* START *

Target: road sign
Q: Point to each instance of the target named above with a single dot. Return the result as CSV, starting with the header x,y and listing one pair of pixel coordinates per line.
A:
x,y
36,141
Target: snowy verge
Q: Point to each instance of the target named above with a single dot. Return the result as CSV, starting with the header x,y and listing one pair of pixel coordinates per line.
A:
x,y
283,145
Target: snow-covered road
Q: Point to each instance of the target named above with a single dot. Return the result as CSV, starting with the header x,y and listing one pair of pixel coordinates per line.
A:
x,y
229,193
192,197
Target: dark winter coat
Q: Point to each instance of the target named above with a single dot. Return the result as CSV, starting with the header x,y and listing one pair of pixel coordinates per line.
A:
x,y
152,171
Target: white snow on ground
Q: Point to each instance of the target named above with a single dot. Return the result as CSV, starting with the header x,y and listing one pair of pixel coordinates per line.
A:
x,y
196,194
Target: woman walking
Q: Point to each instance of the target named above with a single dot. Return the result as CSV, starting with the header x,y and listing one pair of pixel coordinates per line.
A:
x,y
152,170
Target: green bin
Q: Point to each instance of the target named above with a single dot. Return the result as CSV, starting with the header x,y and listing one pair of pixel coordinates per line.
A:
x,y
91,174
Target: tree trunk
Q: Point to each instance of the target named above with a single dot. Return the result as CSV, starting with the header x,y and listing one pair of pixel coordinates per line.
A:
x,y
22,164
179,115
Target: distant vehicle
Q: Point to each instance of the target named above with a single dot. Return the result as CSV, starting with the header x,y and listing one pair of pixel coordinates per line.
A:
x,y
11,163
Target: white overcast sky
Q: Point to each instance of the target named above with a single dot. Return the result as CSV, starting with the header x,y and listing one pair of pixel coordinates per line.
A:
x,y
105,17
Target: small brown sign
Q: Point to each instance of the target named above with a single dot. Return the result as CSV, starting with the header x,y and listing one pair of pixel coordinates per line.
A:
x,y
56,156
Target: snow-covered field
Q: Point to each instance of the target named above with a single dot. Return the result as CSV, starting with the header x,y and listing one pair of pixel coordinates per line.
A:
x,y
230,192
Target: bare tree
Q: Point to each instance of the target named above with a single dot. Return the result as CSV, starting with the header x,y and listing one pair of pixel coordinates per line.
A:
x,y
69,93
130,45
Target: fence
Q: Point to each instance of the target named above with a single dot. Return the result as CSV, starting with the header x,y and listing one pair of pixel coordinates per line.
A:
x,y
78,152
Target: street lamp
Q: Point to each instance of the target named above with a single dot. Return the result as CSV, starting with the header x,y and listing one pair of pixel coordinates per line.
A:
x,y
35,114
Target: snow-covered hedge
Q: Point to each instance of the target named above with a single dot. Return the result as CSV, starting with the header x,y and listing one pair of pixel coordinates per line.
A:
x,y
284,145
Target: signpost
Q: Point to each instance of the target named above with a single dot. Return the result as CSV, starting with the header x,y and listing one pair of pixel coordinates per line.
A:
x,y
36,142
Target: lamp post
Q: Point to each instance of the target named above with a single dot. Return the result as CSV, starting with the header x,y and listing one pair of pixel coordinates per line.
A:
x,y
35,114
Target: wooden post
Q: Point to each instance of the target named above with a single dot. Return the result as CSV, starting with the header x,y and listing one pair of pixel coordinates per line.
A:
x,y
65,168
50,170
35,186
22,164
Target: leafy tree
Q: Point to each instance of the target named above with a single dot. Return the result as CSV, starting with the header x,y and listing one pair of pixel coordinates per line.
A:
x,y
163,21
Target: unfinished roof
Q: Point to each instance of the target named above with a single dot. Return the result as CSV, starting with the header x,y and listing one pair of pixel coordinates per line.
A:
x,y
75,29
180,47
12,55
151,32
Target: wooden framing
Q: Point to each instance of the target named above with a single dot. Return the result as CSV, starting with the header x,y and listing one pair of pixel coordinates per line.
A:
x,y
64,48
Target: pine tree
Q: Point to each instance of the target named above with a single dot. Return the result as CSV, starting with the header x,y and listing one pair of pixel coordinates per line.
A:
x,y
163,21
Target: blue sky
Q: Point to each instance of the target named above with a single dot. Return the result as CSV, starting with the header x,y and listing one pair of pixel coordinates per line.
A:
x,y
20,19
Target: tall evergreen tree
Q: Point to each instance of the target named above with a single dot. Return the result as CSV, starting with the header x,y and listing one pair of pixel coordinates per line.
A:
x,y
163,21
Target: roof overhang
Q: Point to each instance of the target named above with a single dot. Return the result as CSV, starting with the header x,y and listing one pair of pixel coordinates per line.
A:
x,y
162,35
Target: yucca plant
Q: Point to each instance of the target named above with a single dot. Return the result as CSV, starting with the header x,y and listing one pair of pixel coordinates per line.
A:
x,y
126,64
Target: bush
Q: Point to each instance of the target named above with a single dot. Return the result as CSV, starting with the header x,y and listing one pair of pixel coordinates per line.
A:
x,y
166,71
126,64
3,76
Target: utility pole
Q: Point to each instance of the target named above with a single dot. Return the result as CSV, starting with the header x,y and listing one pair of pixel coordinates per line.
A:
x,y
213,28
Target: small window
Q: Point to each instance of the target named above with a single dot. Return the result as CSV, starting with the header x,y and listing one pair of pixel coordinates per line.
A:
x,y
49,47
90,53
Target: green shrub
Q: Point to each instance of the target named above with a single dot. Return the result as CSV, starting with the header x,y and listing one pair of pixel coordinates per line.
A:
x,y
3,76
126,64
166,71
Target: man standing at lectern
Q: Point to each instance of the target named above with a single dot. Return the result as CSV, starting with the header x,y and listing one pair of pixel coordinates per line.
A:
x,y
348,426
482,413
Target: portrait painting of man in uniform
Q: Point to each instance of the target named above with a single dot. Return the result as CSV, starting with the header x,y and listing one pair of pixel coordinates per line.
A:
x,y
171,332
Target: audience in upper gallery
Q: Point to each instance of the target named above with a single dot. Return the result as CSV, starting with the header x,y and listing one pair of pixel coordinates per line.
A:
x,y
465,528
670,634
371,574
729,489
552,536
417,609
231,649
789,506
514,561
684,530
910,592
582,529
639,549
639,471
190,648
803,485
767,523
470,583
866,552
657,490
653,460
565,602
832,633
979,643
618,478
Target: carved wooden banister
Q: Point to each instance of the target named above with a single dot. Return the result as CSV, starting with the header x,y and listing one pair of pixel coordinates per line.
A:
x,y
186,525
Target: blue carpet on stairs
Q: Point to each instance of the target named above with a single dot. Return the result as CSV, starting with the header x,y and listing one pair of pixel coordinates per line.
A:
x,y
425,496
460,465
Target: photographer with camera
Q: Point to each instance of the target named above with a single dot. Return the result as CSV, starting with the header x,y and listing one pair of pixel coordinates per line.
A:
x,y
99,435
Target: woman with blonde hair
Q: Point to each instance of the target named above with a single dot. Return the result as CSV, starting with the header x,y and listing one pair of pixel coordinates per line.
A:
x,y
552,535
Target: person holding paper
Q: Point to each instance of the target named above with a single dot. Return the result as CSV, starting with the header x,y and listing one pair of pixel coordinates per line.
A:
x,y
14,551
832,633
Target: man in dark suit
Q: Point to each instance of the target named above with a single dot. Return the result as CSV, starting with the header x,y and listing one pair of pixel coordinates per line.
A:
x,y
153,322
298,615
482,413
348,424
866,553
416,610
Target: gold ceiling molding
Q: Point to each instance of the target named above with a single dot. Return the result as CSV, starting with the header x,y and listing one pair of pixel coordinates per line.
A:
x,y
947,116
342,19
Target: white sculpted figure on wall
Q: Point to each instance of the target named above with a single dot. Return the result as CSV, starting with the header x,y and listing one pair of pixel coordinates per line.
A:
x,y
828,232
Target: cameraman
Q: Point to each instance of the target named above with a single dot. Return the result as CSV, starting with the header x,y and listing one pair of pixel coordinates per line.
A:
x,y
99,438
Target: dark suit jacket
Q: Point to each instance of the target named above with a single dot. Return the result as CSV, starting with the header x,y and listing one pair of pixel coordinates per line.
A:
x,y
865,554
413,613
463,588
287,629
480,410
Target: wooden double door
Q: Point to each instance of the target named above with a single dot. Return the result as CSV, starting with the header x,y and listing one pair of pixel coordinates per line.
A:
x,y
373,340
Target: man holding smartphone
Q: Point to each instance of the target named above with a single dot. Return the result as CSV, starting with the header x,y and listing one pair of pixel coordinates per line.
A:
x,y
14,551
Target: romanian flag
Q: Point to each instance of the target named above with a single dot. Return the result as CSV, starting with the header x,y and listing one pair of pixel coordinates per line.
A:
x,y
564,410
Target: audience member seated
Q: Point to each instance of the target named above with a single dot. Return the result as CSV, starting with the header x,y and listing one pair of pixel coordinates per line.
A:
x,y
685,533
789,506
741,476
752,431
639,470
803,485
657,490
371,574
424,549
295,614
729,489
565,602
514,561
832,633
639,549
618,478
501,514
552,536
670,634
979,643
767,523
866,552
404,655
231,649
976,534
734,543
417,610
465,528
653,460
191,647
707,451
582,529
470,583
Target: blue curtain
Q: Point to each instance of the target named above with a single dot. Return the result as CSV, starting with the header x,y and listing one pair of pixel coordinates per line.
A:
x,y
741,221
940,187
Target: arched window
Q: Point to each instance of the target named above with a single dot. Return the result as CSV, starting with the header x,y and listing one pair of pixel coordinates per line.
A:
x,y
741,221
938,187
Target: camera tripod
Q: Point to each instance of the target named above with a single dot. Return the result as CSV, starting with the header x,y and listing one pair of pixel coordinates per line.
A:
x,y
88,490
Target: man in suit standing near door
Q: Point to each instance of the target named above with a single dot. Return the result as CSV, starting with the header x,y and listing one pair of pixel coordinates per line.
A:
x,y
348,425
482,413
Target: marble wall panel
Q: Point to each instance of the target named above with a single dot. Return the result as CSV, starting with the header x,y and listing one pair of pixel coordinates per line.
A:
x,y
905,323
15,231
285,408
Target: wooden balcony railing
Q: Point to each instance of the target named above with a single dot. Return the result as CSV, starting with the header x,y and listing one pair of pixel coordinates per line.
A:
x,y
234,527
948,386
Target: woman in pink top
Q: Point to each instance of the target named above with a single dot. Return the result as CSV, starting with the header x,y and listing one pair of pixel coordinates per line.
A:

* END *

> [Set exercise]:
From the line that contains "Target: camera tripod" to the last line of the material above, repeat every line exactly, keeping both the first and the last.

> [Answer to this exercise]:
Target: camera tripod
Q: Point to each instance of the target named above with a single dot. Return the result as CSV, starting with the header x,y and listing one pair of pixel coordinates per line.
A:
x,y
88,490
Target: man in suit standing near door
Q: Point to each instance of the target named above with a single dot. Return the result as CSV, starting with the header x,y and listing one pair of pixel coordinates per line.
A:
x,y
348,425
482,413
Target: marble wall panel
Q: Point to each instance of the target named above with a single dot. Return the result as CSV, starting with the header x,y and listing one pair of pixel coordinates per line.
A:
x,y
905,323
15,231
285,408
Target: wooden balcony railing
Q: Point to each instance of the target named above with a single dot. Return the result as CSV, starting with the header x,y and listing one pair of pixel coordinates per line.
A:
x,y
234,527
948,386
Target: woman in pink top
Q: Point to each instance of the target named above with a single dot. Return the result as CSV, starting with the header x,y and listing one pair of pixel coordinates per line.
A:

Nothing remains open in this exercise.